---------- PROVIDED RECORDS
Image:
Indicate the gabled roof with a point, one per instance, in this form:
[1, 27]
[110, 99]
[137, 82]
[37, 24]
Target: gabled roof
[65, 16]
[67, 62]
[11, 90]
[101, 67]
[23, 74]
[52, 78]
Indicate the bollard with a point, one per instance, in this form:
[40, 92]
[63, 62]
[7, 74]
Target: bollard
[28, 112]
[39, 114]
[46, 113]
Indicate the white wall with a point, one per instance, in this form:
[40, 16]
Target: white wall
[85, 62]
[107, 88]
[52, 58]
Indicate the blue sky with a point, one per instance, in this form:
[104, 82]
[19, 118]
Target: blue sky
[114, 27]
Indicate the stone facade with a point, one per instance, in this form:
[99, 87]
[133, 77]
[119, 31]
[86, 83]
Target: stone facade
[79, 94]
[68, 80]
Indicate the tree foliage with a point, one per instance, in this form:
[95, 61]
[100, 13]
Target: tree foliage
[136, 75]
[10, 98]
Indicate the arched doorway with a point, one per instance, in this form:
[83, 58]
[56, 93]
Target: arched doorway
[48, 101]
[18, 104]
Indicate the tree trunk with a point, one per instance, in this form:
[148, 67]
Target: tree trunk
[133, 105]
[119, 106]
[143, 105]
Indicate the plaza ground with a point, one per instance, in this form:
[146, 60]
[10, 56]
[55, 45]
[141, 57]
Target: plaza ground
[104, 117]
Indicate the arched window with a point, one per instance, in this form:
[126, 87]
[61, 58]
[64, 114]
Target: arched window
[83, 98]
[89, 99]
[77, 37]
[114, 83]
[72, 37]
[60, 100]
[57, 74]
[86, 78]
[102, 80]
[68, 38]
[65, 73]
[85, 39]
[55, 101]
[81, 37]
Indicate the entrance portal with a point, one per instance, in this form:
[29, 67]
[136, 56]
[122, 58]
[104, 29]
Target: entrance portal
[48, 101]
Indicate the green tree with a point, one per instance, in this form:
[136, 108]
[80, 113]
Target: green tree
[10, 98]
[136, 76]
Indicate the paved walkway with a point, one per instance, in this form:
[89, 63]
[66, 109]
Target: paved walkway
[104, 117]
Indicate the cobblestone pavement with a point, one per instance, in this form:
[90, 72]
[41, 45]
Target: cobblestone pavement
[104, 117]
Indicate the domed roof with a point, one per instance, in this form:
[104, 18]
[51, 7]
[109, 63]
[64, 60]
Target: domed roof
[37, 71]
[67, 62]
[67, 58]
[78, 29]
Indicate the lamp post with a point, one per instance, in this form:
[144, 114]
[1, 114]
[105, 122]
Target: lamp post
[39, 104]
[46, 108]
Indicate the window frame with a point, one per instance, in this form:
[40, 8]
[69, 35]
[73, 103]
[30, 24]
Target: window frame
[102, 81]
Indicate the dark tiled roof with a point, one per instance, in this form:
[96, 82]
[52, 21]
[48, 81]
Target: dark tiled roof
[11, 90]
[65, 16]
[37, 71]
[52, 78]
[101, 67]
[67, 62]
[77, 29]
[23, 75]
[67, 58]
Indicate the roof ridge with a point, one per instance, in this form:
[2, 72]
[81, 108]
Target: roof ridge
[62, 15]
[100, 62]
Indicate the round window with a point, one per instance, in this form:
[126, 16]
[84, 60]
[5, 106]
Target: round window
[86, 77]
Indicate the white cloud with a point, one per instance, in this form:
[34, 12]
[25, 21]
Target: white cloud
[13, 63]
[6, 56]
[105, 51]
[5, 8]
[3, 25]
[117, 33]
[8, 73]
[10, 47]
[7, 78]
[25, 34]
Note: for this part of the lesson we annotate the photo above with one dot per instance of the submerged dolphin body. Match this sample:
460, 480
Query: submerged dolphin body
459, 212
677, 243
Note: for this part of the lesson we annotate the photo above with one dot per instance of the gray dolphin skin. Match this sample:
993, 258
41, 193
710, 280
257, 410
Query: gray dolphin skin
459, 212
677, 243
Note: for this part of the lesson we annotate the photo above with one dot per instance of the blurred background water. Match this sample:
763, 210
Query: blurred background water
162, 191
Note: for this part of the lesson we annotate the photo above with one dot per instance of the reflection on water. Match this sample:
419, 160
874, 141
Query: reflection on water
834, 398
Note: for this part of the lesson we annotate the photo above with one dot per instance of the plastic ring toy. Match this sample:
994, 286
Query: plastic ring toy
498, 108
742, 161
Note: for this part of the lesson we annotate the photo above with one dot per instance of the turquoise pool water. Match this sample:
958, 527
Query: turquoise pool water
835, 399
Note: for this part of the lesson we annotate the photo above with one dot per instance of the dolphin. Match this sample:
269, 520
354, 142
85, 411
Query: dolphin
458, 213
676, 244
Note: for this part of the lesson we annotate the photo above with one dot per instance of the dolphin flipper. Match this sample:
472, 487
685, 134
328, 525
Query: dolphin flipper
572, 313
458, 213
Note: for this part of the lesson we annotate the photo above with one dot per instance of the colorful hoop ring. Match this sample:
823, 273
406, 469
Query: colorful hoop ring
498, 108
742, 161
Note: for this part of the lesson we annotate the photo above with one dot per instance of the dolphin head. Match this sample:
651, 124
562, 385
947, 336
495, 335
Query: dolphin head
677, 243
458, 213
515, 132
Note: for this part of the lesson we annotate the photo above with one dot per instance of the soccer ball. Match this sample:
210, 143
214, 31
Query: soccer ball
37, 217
--------------------
Return each line of the data exactly as written above.

Image:
Indicate the gabled roof with a point, one per instance, in this form:
[1, 27]
[110, 99]
[137, 82]
[37, 24]
Target: gabled roof
[65, 16]
[67, 62]
[11, 90]
[101, 67]
[23, 74]
[52, 78]
Indicate the bollard with a point, one per instance, in this form:
[40, 92]
[63, 62]
[7, 74]
Target: bollard
[28, 112]
[39, 114]
[46, 113]
Indicate the white wall with a point, one per instance, in this form:
[40, 16]
Target: white wall
[85, 62]
[107, 88]
[52, 58]
Indicate the blue sky with a point, one per instance, in this form:
[104, 82]
[19, 118]
Target: blue sky
[114, 27]
Indicate the stone facade with a point, one per instance, in this form:
[99, 87]
[133, 77]
[119, 31]
[86, 83]
Target: stone facade
[79, 94]
[68, 80]
Indicate the tree foliage with a point, one per instance, in this form:
[95, 61]
[100, 13]
Target: tree foliage
[136, 75]
[10, 98]
Indicate the arched doorway with a point, one per instance, in this form:
[83, 58]
[56, 93]
Target: arched doorway
[48, 101]
[18, 104]
Indicate the tree trunk with a point, one per instance, in this form:
[148, 67]
Target: tree trunk
[133, 105]
[119, 106]
[143, 105]
Indicate the plaza ground with a point, one per instance, in this form:
[146, 60]
[10, 56]
[55, 45]
[141, 57]
Target: plaza ground
[104, 117]
Indicate the arched window with a point, one per instance, in this form:
[126, 87]
[61, 58]
[64, 114]
Target: arched window
[83, 98]
[89, 99]
[77, 37]
[114, 83]
[72, 37]
[60, 100]
[57, 74]
[86, 78]
[102, 80]
[68, 38]
[65, 73]
[85, 39]
[55, 101]
[81, 37]
Indicate the entrance portal with a point, one per instance, in this form:
[29, 67]
[136, 56]
[122, 58]
[104, 29]
Target: entrance portal
[48, 101]
Indicate the green tree with a point, one per instance, in this form:
[136, 108]
[80, 113]
Target: green tree
[10, 98]
[136, 76]
Indicate the paved walkway with a point, one per instance, in this form:
[89, 63]
[66, 109]
Target: paved walkway
[104, 117]
Indicate the cobblestone pavement with a point, one per instance, in this form:
[90, 72]
[41, 45]
Target: cobblestone pavement
[104, 117]
Indicate the domed roof with a point, one per instance, in this form:
[104, 18]
[51, 7]
[109, 63]
[64, 60]
Target: domed roof
[37, 71]
[67, 62]
[67, 58]
[78, 29]
Indicate the lamp post with a point, one per instance, in this form:
[144, 114]
[1, 114]
[105, 122]
Target: lamp post
[39, 104]
[46, 108]
Indicate the window frame with a point, one per instance, in this form:
[40, 8]
[69, 35]
[73, 103]
[30, 24]
Target: window frame
[102, 81]
Indicate the dark tiled roof with a point, one per instance, in this form:
[96, 82]
[52, 21]
[48, 81]
Target: dark tiled roof
[11, 90]
[65, 16]
[37, 71]
[52, 78]
[101, 67]
[67, 62]
[77, 29]
[23, 75]
[67, 58]
Indicate the roof ridge with a point, one per instance, in this form:
[2, 72]
[81, 108]
Target: roof ridge
[62, 15]
[100, 62]
Indicate the round window with a point, one per instance, in this form:
[126, 16]
[84, 60]
[5, 106]
Target: round window
[86, 77]
Indicate the white cloud with a point, one per instance, in this form:
[34, 12]
[25, 21]
Target: white cloud
[13, 63]
[6, 56]
[105, 51]
[5, 8]
[3, 25]
[117, 33]
[8, 73]
[10, 47]
[7, 78]
[25, 34]
Note: for this part of the lesson we annotate the photo above with one dot per instance of the submerged dolphin body. Match this sample:
460, 480
Query: submerged dolphin body
459, 212
677, 243
Note: for this part of the lesson we annotate the photo above with one dot per instance of the gray dolphin skin. Match this sample:
993, 258
41, 193
710, 280
257, 410
Query: gray dolphin skin
459, 212
677, 243
Note: for this part of the lesson we annotate the photo above with one dot per instance of the blurred background water. Match this sample:
763, 210
Query: blurred background water
162, 191
Note: for this part of the lesson we annotate the photo above with one dot per instance of the reflection on water. Match this sample:
419, 160
874, 141
Query: reflection on water
834, 398
Note: for this part of the lesson we annotate the photo above with one dot per instance of the plastic ring toy. Match this sample:
994, 286
Query: plastic ring toy
498, 108
742, 161
Note: for this part of the lesson we annotate the photo above with one dot per instance of the turquoise pool water. Match this sample:
958, 527
Query: turquoise pool water
835, 399
Note: for this part of the lesson we annotate the photo above with one dot per instance of the dolphin. Match this sample:
269, 520
354, 142
85, 411
Query: dolphin
458, 213
676, 244
Note: for this part of the lesson we annotate the photo above with one dot per instance of the dolphin flipper. Match this sample:
472, 487
685, 134
328, 525
Query: dolphin flipper
572, 313
458, 213
Note: for this part of the lesson we annotate the photo above with one dot per instance of the colorful hoop ring. Match this sample:
823, 273
406, 469
Query: colorful hoop ring
498, 108
742, 161
Note: for this part of the lesson we annotate the photo above with one dot per instance of the dolphin head. Match this sample:
651, 124
562, 385
947, 336
495, 335
Query: dolphin head
677, 243
458, 213
515, 132
Note: for this part of the lesson we annotate the photo above with one dot per instance of the soccer ball. Match this sample:
210, 143
214, 31
Query: soccer ball
37, 217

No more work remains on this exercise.